• _Challenge_:
Count the lines in the entries below that contain the string "reflection", treating uppercase and lowercase as distinct. Reply with the number only.

• _Excerpts from a dataset on pointing at objects_:
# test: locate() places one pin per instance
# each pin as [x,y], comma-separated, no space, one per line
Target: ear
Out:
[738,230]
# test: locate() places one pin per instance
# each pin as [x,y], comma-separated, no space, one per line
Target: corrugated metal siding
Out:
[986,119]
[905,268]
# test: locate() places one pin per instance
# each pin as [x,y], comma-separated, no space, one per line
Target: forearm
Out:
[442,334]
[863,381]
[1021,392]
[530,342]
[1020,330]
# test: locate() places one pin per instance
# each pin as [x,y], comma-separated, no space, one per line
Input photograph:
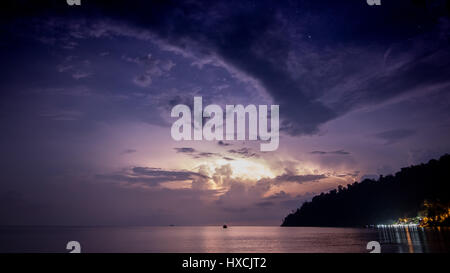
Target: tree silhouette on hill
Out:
[383,201]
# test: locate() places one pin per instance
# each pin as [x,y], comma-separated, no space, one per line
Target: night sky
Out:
[86,95]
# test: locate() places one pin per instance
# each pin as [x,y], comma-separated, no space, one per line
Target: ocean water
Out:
[235,239]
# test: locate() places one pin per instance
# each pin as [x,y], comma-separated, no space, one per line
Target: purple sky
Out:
[86,94]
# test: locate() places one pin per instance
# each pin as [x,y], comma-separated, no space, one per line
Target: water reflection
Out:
[413,239]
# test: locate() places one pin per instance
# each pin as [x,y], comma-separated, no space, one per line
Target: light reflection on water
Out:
[215,239]
[414,239]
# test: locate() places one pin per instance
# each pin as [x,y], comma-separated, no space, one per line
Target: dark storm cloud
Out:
[196,154]
[338,152]
[244,152]
[395,135]
[151,176]
[288,177]
[221,143]
[129,151]
[259,40]
[186,150]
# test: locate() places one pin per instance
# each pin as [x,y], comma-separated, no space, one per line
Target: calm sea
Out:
[217,239]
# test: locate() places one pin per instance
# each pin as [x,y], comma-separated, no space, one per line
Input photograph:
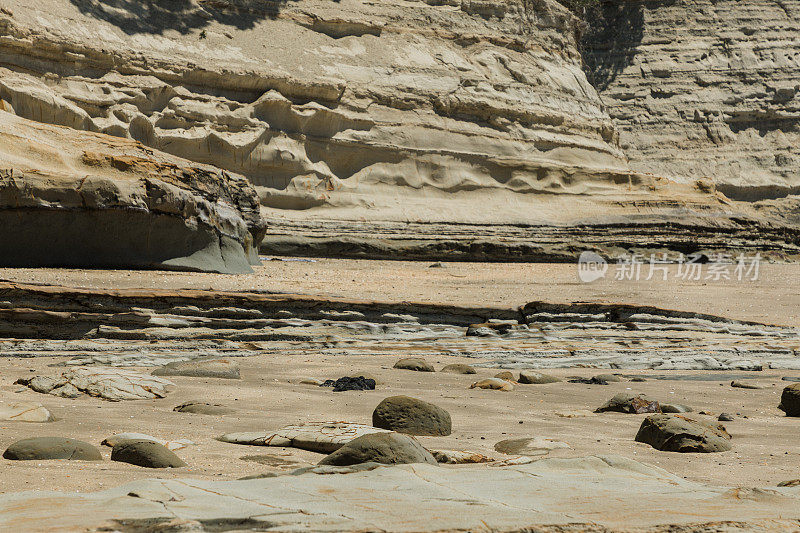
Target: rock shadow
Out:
[184,16]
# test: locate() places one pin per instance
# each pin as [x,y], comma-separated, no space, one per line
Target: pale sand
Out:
[765,450]
[773,298]
[764,445]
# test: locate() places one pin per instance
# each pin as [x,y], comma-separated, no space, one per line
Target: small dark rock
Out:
[628,403]
[458,368]
[145,453]
[203,408]
[530,377]
[790,400]
[414,363]
[675,433]
[350,383]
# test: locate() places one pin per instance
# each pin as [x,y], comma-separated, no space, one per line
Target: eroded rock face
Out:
[72,198]
[384,448]
[469,111]
[676,433]
[410,415]
[725,100]
[43,448]
[107,383]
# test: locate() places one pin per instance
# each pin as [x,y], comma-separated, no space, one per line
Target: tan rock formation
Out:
[71,198]
[704,88]
[350,117]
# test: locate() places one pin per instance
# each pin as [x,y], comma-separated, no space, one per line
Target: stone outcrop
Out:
[703,89]
[74,198]
[352,117]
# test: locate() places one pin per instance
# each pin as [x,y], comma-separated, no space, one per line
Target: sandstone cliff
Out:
[472,120]
[70,198]
[704,88]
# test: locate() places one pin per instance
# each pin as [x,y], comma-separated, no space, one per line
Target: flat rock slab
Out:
[203,408]
[113,384]
[145,453]
[321,437]
[529,446]
[25,412]
[676,433]
[604,492]
[43,448]
[178,444]
[199,368]
[384,448]
[414,363]
[412,416]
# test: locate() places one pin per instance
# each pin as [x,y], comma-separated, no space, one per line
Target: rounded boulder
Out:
[52,448]
[383,448]
[145,453]
[412,416]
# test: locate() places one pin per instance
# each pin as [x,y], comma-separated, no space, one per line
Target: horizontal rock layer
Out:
[548,495]
[703,88]
[71,198]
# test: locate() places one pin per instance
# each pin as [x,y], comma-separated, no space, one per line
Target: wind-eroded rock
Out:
[412,416]
[77,199]
[675,433]
[385,448]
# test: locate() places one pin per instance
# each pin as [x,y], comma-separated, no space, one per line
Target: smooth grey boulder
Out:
[675,433]
[790,400]
[203,408]
[384,448]
[530,377]
[200,368]
[630,404]
[458,368]
[41,448]
[145,453]
[412,416]
[414,363]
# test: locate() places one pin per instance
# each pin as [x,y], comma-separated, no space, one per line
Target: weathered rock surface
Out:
[473,113]
[458,368]
[322,437]
[385,448]
[203,408]
[119,438]
[676,433]
[456,457]
[529,446]
[412,416]
[131,206]
[530,377]
[25,412]
[493,384]
[414,363]
[726,101]
[42,448]
[629,403]
[549,493]
[146,453]
[107,383]
[201,368]
[790,400]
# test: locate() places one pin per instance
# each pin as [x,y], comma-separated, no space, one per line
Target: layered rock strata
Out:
[73,198]
[703,88]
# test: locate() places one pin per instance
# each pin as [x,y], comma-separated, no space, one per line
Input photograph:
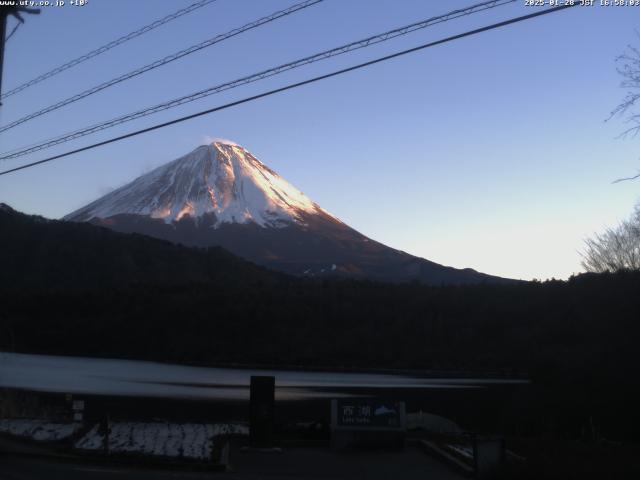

• _Answer to this problem_:
2